#### RECORDS
* * *

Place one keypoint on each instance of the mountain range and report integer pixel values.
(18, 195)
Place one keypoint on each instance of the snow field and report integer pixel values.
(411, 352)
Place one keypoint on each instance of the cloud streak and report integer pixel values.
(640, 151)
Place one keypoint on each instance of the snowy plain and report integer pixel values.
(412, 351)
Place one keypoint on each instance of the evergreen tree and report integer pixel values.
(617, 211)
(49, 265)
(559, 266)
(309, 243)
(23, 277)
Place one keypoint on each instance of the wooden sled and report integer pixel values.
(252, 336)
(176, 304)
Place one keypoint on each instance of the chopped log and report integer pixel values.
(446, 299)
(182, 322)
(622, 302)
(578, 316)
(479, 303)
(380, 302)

* * *

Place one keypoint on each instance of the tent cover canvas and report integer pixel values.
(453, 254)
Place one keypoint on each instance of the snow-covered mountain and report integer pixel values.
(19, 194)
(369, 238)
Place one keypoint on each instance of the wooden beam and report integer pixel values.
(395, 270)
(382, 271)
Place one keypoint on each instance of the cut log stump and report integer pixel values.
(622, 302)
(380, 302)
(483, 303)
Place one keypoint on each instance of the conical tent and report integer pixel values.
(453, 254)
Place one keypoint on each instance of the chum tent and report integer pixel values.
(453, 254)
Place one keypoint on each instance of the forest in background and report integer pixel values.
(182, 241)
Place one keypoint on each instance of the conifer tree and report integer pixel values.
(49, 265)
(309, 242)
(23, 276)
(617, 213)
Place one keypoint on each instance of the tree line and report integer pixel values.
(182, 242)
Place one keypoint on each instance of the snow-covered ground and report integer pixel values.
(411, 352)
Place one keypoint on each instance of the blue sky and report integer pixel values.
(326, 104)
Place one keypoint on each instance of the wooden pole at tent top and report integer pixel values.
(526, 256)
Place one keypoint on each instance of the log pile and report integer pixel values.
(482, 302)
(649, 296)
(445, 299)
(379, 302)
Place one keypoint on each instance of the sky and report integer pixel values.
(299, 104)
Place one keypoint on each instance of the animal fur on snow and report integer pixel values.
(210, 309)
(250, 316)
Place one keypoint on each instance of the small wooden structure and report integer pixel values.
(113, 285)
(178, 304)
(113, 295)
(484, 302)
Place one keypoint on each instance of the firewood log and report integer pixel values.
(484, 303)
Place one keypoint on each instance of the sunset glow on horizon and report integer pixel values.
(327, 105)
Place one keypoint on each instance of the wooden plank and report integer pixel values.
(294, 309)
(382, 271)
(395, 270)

* * *

#### DIRECTIONS FOR THIS TASK
Pick out each line of the records above that contains the string "mountain" and copy it out in full. Case counts.

#### ANSWER FOR THE TASK
Place one keypoint on each instance of the mountain range and report integer pixel values.
Place one keypoint on each instance of the snow-covered mountain and report integer pixel values.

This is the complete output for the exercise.